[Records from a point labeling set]

● ● ● ●

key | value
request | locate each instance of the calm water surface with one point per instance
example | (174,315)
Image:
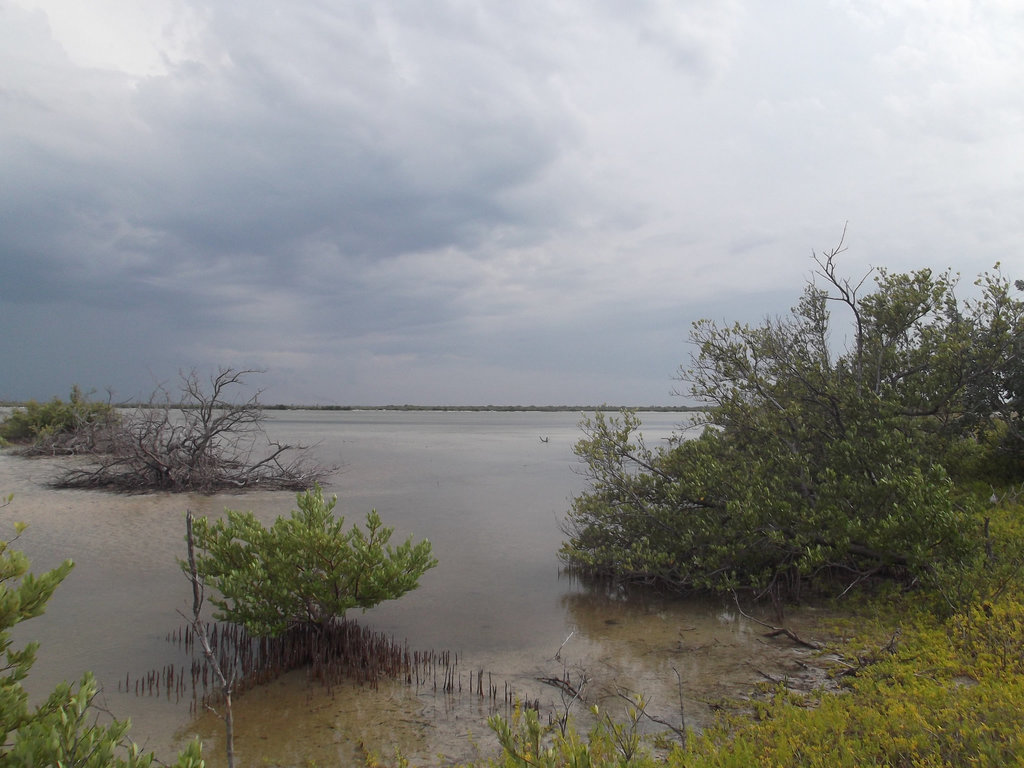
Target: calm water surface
(485,491)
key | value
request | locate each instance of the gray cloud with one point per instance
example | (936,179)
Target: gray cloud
(500,202)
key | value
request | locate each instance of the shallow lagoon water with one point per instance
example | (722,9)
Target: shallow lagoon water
(487,492)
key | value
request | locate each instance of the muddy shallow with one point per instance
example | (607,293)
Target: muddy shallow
(488,494)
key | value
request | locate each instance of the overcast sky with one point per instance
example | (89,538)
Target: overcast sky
(489,202)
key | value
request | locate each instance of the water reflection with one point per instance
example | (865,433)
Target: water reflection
(487,494)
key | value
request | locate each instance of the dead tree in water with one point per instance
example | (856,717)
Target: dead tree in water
(205,443)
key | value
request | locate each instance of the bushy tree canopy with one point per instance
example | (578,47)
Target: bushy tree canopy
(813,460)
(304,569)
(65,729)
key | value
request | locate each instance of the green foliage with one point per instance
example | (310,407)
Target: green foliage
(64,729)
(304,569)
(525,743)
(43,423)
(813,465)
(947,693)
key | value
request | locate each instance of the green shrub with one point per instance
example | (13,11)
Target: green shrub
(48,424)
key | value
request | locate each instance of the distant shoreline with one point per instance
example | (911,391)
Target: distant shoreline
(500,409)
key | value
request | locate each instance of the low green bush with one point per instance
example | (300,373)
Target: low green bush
(47,423)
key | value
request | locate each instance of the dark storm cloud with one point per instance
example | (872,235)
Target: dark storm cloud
(450,201)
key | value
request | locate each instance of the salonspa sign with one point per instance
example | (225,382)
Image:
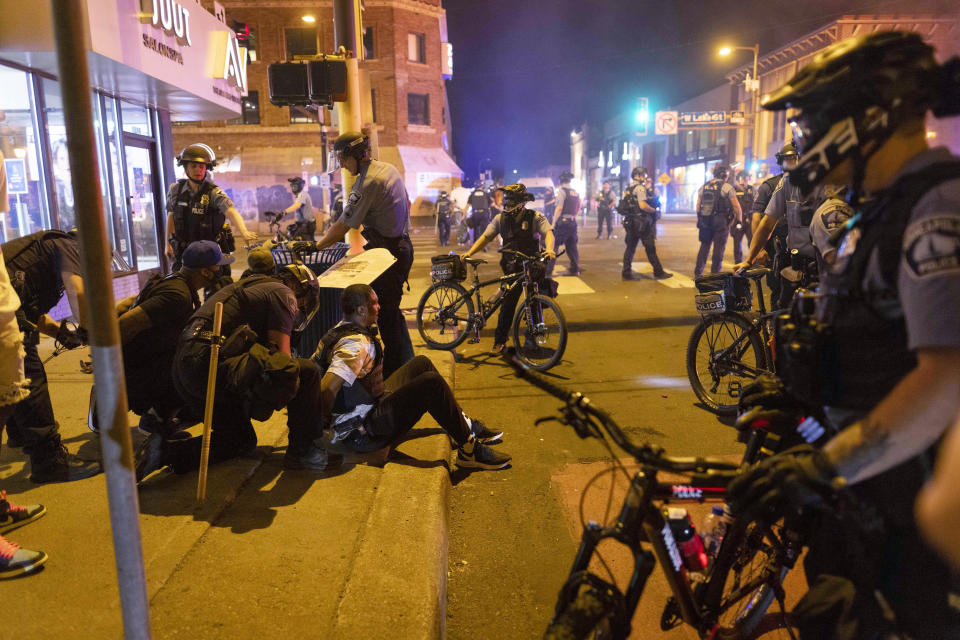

● ● ● ●

Turn every line of the data above into a numbered list, omitting any blank lines. Leave the pictures out of your answer.

ANSWER -
1. key | value
2. request | locate each instance of the calm water surface with one point per instance
3. example | (174,315)
4. Image:
5. Target: calm water surface
6. (485,491)
7. key | value
8. request | locate each instance of the gray cloud with one point per instance
9. example | (936,179)
10. Target: gray cloud
11. (500,202)
12. key | value
13. request | locate each instance of the shallow lagoon water with one point per instance
14. example | (722,9)
15. Target: shallow lagoon water
16. (487,492)
17. key | value
18. request | locate each instance of the muddy shallow with one point per instance
19. example | (607,293)
20. Target: muddy shallow
21. (488,494)
22. key | value
23. request | locate each instance of the overcast sky with one point per instance
24. example | (89,538)
25. Target: overcast sky
26. (489,202)
27. key | value
28. request | locate each instance of the water reflection with one point per instance
29. example | (865,433)
30. Target: water reflection
31. (487,494)
32. key | value
33. request | locate each instance of the dead tree in water with one point per instance
34. example | (856,717)
35. Target: dead tree in water
36. (205,443)
37. key | value
38. request | locate each instance of the bushy tree canopy with one point per instance
39. example | (578,47)
40. Target: bushy tree canopy
41. (813,460)
42. (304,569)
43. (65,729)
44. key | value
45. request | locate each instance of the green foliage with one point per instance
46. example | (310,407)
47. Target: green foliage
48. (64,729)
49. (304,569)
50. (525,743)
51. (43,423)
52. (813,465)
53. (947,693)
54. key | value
55. request | locate each instance of the green shrub with one point per instance
56. example | (13,11)
57. Target: green shrub
58. (48,424)
59. key | value
60. request | locate each instance of the distant shoreline with one point per instance
61. example | (911,391)
62. Target: distant shoreline
63. (500,409)
64. key | value
65. request | locate each instance of the low green bush with one point per instance
66. example | (300,373)
67. Target: low green bush
68. (47,423)
69. key | value
70. request | locate each instance of the dark storm cloud with one point per instance
71. example | (872,235)
72. Target: dark storm cloud
73. (450,201)
74. key | value
75. request | locate each instance of the salonspa sign with one point per instance
76. example | (225,382)
77. Image:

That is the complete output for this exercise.